• _PROBLEM TO WORK ON_
Print each line once more, unchanged, from the line holding "Point to the window." to the end of the listing below.

*-*-*

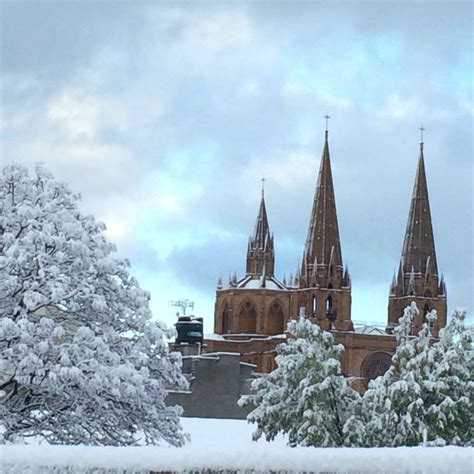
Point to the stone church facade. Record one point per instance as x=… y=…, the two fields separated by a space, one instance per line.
x=251 y=313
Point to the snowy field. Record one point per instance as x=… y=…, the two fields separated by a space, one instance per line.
x=226 y=446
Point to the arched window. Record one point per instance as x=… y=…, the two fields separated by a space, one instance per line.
x=329 y=303
x=275 y=319
x=225 y=319
x=247 y=318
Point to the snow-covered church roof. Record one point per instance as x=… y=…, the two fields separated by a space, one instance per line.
x=269 y=282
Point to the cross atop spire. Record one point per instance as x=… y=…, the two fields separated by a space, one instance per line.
x=323 y=244
x=422 y=129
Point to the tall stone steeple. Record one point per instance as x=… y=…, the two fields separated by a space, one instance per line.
x=417 y=277
x=260 y=251
x=324 y=285
x=322 y=258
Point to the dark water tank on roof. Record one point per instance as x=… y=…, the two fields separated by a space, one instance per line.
x=189 y=329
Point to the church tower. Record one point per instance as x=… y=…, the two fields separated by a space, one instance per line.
x=260 y=251
x=418 y=278
x=324 y=286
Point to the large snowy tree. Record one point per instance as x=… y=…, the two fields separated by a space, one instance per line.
x=81 y=361
x=427 y=395
x=306 y=396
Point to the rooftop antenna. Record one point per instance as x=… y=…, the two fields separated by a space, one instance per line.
x=183 y=305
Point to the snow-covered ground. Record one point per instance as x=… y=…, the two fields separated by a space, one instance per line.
x=227 y=445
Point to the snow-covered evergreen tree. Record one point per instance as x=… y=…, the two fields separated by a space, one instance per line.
x=305 y=396
x=81 y=361
x=426 y=397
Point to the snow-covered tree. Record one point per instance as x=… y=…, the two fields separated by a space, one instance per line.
x=306 y=396
x=81 y=361
x=426 y=397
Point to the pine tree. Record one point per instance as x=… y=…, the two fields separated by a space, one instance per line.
x=306 y=396
x=426 y=397
x=81 y=361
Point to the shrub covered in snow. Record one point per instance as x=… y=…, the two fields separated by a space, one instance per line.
x=427 y=395
x=306 y=396
x=80 y=359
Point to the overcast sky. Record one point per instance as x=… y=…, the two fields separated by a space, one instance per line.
x=165 y=116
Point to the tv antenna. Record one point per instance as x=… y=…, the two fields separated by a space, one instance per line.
x=183 y=305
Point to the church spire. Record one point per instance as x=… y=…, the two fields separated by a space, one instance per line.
x=260 y=252
x=418 y=245
x=417 y=278
x=323 y=243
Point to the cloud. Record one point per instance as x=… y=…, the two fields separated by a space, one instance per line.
x=165 y=117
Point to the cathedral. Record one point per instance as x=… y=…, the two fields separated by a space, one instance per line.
x=251 y=313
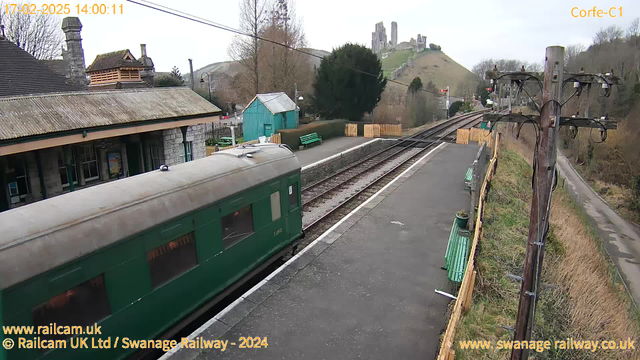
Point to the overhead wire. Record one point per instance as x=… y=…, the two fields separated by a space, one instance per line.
x=187 y=16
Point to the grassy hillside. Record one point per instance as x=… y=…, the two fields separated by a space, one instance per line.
x=434 y=66
x=584 y=299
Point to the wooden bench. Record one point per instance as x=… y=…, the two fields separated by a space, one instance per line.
x=310 y=139
x=457 y=253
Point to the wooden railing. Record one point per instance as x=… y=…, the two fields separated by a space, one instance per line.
x=274 y=139
x=463 y=301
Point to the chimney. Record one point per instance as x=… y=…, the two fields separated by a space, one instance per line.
x=74 y=55
x=148 y=72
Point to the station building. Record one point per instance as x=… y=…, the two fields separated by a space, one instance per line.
x=59 y=133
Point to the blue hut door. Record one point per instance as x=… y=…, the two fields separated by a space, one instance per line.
x=268 y=129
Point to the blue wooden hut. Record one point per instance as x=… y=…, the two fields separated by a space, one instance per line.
x=268 y=113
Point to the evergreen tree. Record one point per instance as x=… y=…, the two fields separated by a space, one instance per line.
x=342 y=92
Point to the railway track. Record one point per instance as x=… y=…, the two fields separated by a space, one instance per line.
x=332 y=198
x=328 y=200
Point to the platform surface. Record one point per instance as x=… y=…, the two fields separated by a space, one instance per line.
x=327 y=148
x=365 y=289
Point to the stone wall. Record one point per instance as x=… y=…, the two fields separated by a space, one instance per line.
x=328 y=167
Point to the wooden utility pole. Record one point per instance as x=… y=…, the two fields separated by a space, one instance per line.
x=541 y=200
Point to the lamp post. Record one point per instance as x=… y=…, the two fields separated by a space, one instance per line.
x=208 y=82
x=296 y=97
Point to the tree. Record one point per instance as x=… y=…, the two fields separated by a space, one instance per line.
x=246 y=50
x=415 y=86
x=455 y=107
x=342 y=92
x=282 y=68
x=634 y=28
x=610 y=34
x=167 y=81
x=38 y=34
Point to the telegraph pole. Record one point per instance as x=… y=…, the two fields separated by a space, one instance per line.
x=541 y=199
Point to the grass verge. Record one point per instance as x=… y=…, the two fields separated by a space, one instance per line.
x=583 y=298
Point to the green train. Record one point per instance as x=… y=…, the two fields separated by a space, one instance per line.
x=139 y=255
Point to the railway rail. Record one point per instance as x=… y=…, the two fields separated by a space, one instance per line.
x=328 y=200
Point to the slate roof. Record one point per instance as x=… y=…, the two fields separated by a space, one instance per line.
x=275 y=102
x=25 y=116
x=114 y=60
x=58 y=66
x=23 y=74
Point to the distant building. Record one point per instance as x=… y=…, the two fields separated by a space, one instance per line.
x=394 y=34
x=78 y=139
x=116 y=70
x=268 y=113
x=56 y=137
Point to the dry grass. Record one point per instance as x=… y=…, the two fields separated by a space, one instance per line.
x=586 y=299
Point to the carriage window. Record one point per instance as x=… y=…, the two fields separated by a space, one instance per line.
x=236 y=226
x=172 y=259
x=82 y=305
x=293 y=195
x=275 y=206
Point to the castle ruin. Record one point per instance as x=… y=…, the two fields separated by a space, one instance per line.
x=380 y=45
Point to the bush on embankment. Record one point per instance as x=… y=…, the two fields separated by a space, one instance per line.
x=585 y=299
x=326 y=130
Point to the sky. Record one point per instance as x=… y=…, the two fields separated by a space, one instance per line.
x=468 y=31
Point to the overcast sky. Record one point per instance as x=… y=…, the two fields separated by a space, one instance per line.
x=468 y=31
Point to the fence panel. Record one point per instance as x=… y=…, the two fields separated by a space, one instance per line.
x=390 y=130
x=351 y=130
x=372 y=130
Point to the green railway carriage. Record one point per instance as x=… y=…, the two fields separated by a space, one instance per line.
x=138 y=255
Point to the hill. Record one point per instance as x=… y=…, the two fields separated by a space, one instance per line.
x=429 y=65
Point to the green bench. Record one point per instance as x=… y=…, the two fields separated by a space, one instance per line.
x=310 y=139
x=457 y=254
x=468 y=177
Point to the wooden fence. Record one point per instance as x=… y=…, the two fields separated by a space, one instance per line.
x=274 y=139
x=390 y=130
x=351 y=130
x=372 y=130
x=462 y=136
x=463 y=301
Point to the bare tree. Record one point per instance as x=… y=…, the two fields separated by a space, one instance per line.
x=482 y=67
x=610 y=34
x=246 y=49
x=634 y=28
x=571 y=52
x=38 y=34
x=284 y=66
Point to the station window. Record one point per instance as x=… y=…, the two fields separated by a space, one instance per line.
x=237 y=226
x=62 y=167
x=82 y=305
x=275 y=206
x=89 y=161
x=293 y=195
x=172 y=259
x=157 y=156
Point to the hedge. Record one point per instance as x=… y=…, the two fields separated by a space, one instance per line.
x=326 y=130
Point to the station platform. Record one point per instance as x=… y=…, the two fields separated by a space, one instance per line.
x=363 y=289
x=328 y=148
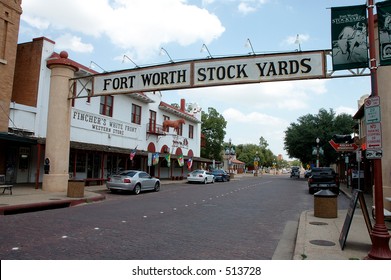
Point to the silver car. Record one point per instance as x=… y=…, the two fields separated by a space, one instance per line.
x=133 y=180
x=200 y=176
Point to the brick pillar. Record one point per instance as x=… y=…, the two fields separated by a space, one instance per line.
x=58 y=124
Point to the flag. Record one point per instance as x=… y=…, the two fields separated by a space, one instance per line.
x=349 y=37
x=155 y=158
x=384 y=29
x=132 y=153
x=168 y=158
x=189 y=163
x=180 y=160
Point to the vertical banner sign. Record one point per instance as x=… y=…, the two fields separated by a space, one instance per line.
x=384 y=29
x=349 y=37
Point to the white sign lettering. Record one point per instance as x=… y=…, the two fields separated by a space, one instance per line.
x=213 y=72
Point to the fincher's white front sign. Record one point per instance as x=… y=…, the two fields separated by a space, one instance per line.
x=213 y=72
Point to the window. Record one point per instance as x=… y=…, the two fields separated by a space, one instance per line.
x=180 y=129
x=136 y=114
x=152 y=121
x=106 y=105
x=166 y=118
x=191 y=131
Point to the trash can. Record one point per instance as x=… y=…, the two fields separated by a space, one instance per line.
x=325 y=204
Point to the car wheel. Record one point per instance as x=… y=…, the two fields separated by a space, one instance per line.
x=137 y=189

*-*-*

• _TASK RESPONSE_
Point to the window. Record one point per instance as x=… y=…, the two fields separated by a space, one instance per line.
x=180 y=129
x=136 y=114
x=152 y=121
x=106 y=105
x=166 y=118
x=191 y=131
Point to the trash can. Record one point per instance as x=… y=…, the two fields separated by a space, one instance per line.
x=325 y=204
Point to the car wheel. Record one point per instance as x=… y=…, the two fields separated by a space, one instance per line.
x=137 y=189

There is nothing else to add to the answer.